ASSIGNMENT =>
Can the data below be echoed back word for word?
[[ TASK MATERIAL, beginning ]]
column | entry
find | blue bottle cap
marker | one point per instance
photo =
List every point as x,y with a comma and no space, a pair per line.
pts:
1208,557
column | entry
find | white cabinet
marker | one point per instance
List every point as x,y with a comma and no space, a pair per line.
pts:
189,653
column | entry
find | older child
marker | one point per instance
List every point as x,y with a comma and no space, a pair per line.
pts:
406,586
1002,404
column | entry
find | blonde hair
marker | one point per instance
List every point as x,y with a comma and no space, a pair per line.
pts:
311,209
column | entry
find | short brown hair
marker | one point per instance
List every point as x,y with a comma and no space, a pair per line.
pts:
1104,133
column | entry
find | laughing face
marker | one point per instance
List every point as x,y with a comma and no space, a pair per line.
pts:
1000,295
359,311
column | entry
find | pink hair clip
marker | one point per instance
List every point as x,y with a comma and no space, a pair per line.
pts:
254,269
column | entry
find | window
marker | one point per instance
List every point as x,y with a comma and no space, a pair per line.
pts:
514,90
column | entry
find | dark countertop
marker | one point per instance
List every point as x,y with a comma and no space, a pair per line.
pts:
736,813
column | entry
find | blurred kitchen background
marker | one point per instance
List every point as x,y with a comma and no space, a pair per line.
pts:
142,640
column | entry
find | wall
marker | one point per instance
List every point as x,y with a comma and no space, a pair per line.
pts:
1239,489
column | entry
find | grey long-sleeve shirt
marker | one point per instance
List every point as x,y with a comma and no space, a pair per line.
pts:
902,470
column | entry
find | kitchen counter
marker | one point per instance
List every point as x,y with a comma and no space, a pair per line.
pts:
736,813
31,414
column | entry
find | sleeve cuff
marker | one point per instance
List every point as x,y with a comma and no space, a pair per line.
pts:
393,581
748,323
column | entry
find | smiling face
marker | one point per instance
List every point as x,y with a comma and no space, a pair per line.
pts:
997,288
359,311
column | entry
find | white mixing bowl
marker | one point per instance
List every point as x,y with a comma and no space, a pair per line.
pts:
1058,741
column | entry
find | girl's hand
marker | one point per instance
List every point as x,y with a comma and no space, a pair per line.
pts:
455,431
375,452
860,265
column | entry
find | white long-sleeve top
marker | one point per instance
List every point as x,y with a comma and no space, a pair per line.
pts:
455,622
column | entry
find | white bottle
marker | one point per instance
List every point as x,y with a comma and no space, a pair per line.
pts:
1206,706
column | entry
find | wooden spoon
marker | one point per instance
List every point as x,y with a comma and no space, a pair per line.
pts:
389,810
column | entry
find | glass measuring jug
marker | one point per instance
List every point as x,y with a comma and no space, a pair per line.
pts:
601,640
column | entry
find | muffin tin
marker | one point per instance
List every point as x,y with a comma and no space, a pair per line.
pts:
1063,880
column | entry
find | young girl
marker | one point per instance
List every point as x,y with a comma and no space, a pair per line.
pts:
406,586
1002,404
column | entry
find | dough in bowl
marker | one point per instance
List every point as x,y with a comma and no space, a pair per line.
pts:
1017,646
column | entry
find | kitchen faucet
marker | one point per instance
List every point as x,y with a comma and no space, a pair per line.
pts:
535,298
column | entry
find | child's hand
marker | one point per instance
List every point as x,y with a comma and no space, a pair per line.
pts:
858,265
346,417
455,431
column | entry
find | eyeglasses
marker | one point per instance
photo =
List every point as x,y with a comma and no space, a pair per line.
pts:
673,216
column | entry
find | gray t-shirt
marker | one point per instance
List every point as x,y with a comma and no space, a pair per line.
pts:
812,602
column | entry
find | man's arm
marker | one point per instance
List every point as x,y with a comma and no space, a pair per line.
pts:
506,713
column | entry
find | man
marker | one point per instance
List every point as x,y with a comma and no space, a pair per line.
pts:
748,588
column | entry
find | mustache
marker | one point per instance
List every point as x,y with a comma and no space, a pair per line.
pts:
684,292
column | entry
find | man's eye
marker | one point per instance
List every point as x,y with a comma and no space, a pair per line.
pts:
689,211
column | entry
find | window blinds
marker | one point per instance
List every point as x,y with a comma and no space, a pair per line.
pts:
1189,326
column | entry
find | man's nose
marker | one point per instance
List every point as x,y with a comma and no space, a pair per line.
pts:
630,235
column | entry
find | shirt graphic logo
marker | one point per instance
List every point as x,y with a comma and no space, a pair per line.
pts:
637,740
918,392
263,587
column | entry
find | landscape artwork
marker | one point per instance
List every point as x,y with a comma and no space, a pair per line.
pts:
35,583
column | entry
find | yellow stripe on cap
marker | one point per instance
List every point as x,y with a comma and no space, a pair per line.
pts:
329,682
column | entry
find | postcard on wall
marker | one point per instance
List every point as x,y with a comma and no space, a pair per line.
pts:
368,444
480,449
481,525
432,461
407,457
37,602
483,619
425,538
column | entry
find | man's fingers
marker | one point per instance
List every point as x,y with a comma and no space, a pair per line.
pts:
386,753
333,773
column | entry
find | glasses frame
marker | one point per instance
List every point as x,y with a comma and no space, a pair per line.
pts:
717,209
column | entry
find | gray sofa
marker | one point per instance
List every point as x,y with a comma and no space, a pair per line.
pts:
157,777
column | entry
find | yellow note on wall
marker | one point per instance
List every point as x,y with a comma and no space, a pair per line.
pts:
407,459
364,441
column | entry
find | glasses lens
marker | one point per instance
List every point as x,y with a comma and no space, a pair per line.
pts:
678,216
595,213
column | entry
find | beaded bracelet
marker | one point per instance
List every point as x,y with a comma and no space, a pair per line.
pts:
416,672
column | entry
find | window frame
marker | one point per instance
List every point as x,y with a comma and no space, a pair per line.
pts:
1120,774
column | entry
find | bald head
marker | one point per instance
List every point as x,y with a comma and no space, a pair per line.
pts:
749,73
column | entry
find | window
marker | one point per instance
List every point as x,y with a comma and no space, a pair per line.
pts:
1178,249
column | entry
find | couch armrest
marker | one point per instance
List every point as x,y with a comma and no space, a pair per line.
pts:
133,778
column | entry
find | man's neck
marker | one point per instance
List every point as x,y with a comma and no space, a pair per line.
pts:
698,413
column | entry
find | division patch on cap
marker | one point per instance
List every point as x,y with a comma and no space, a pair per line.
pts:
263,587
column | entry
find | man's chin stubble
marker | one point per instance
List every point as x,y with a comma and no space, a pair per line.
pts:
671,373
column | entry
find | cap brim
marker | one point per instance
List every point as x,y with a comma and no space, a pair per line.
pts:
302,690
[[ TASK MATERIAL, end ]]
WORKED SOLUTION =>
column | entry
find | blue bottle cap
marker | one point per instance
photo =
List every point as x,y with a comma and no space, a pair per line.
pts:
1208,557
column | entry
find | white cabinet
marker | one point per instance
List every point as x,y with a comma and no space, a pair per line.
pts:
189,653
column | entry
find | older child
marker | one point per instance
List every point as x,y with a comma and no space, a pair per line.
pts:
406,586
1002,404
column | entry
find | blonde hair
marker | one point per instance
List every point as x,y with a comma and no space, a pair per line.
pts:
311,209
column | entry
find | short brown hair
marker | one point per instance
List every point as x,y with a comma and no space, a pair per line.
pts:
1104,133
column | entry
find | laughing face
marker | one point per instance
List every point as x,y with a comma and no space, a pair per line.
pts:
1000,295
359,311
column | entry
find | pink hair clip
marker | one point per instance
List every point as x,y with a comma and no space, a pair per line.
pts:
254,269
column | entry
find | window
marker | one point per instance
List every point as x,y with a comma and no space, a pair per line.
pts:
514,90
column | entry
find | dark countertop
marker | one point per instance
List every point as x,y with a comma and no space, a pair per line.
pts:
736,813
column | entry
find | blurred kitchen background
marker | one point per instance
List every point as x,y with a comma and no space, a pair per line.
pts:
142,640
column | entry
find | wall
marker | one point per instance
List every point as x,y with a comma and no space, a pair per line.
pts:
1239,489
column | entry
find | grey long-sleeve shirt
marker | one point per instance
List every point as x,y with a comma and no space, a pair per line.
pts:
902,470
column | entry
find | kitchen counter
marker | one point per instance
List every point as x,y with a comma and no space, a pair per line.
pts:
736,813
31,414
column | entry
find | sleeve cuff
marker | one point per instance
List every point as x,y with a comma and no space, a pair per line.
pts:
393,581
748,323
column | entry
find | smiling face
marker | one point per instance
List every point as x,y with a comma and no space, a pair per line.
pts:
997,288
359,311
column | entry
find | white mixing bowl
marker | one point per instance
List every point as x,y with a comma and no space, a pair per line.
pts:
1058,741
column | entry
find | girl's hand
marker | one point per instance
List every point as x,y with a comma and no space, a pair per line.
pts:
455,431
375,452
860,265
column | entry
find | white long-sleeve top
marker | one point per instance
List every point as x,y with a comma and no space, a pair per line.
pts:
455,622
column | entry
find | white bottle
marker | one point per instance
List every point as x,y with a comma and no space, a pair per line.
pts:
1206,706
column | entry
find | wooden spoon
marker | one point per instance
List every point as x,y with a comma and no space, a pair per line.
pts:
389,810
column | entry
find | glass measuring jug
marker | one point per instance
List every point as x,y with a comma and no space, a pair per line.
pts:
601,640
column | entry
find | muffin tin
marker | one point per instance
List every point as x,y with a comma and no space, a pair per line.
pts:
1063,880
column | entry
find | young girl
marker | one point per instance
List every point as x,y with a comma and no space, a pair per line.
pts:
406,586
1002,404
column | entry
find | dough in bowl
marker | one point per instance
List every point as x,y with a comma and no space, a pair per line.
pts:
1017,646
column | entry
find | kitchen faucet
marker | one point per instance
List every point as x,y with a comma and no space, a pair per line.
pts:
535,298
column | entry
find | child's hand
marker | one point per instance
List every point as x,y with a comma and no space, a pair per line.
pts:
858,265
346,417
455,431
column | entry
find | eyeglasses
marker | one point per instance
photo =
List every point as x,y with a comma and no space, a pair per line.
pts:
673,216
column | entry
find | gray t-shirt
marker | one point per instance
List every point as x,y with a comma and no space, a pair per line.
pts:
812,602
column | entry
find | man's arm
marker | one point per instance
List every point as x,y with a comma and no space, a pair per line.
pts:
506,713
column | entry
find | man
marker | one point per instance
List every point as x,y with a comma and no space, a pair per line.
pts:
748,588
column | entry
find | mustache
marker | one point per instance
List every point as x,y with a comma and no space, a pair per line.
pts:
684,292
column | entry
find | man's eye
marker | one point per instance
List every point as x,y with a comma and no space, a pair per line.
pts:
689,211
column | entry
find | window blinds
marker | one point per instance
List every point as x,y with a comma and no space, a pair per line.
pts:
1189,326
column | entry
find | man's nose
marker | one point per instance
List every point as x,y with a comma and no space, a pair per line.
pts:
630,235
column | entry
find | shirt graphic logo
marker | one point per instance
List every point as x,y with a comma and no space, a pair per line.
pts:
637,740
918,392
263,587
column | entry
find | landscape artwork
marker | one point per instance
List every point as x,y with a comma and no space, a pair per line.
pts:
35,583
column | entry
find | yellow stripe on cap
marker | one point per instance
List every point as x,y with a comma and no space, a pair per line.
pts:
329,682
column | entry
find | postcard on wall
marker | one point per instance
List every point as x,y with a comma and no space, a pair per line.
pts:
368,444
480,449
481,525
432,461
407,457
37,602
483,619
425,538
column | entry
find | man's fingers
marker | one point per instance
List every point as x,y with a comma and no space, a pair per line.
pts:
386,753
333,773
column | entry
find | glasses frame
marker | one point per instance
List every point as x,y with a comma and no space, a pair per line.
pts:
717,209
column | entry
find | gray sofa
marker | one point per instance
List every point as x,y with a comma and no space, a pair per line.
pts:
157,777
column | entry
find | yellow note on wall
marker | one point per instance
List every point as x,y with a comma and no space, a pair per line.
pts:
407,459
364,441
column | entry
find | glasses lens
marker | one point per instance
List every point as x,y with a comma and no space, a pair per line.
pts:
678,216
595,213
column | entry
find | beaded bracelet
marker | one point per instance
List every point as x,y with a comma and no space, a pair per line.
pts:
416,672
column | entry
find | window frame
marker | one point per instance
List every point as x,y with a comma and no space, a pair per line.
pts:
1120,774
column | entry
find | bald head
marker | one point per instance
List every point as x,y with a comma and no space, a pair per line.
pts:
749,73
column | entry
find | window
marker | one point per instance
List every point as x,y with a comma and no space, a pair per line.
pts:
1178,249
column | entry
find | couch armrest
marker | one point per instance
List every point as x,y with a comma and no space, a pair per line.
pts:
133,778
column | entry
find | man's neck
marker | one point per instance
List every point as x,y with a comma and no space, a pair per line.
pts:
698,413
column | entry
find | division patch on cap
marker | one point per instance
List every point as x,y with a comma and no space, a pair per line.
pts:
263,587
column | entry
find | man's chin stubble
marker | one point per instance
List every point as x,y with a comma and no space, a pair per line.
pts:
671,373
column | entry
find | cap brim
marker | one point per instance
List every point as x,y with a comma and no space, a pair per line.
pts:
302,690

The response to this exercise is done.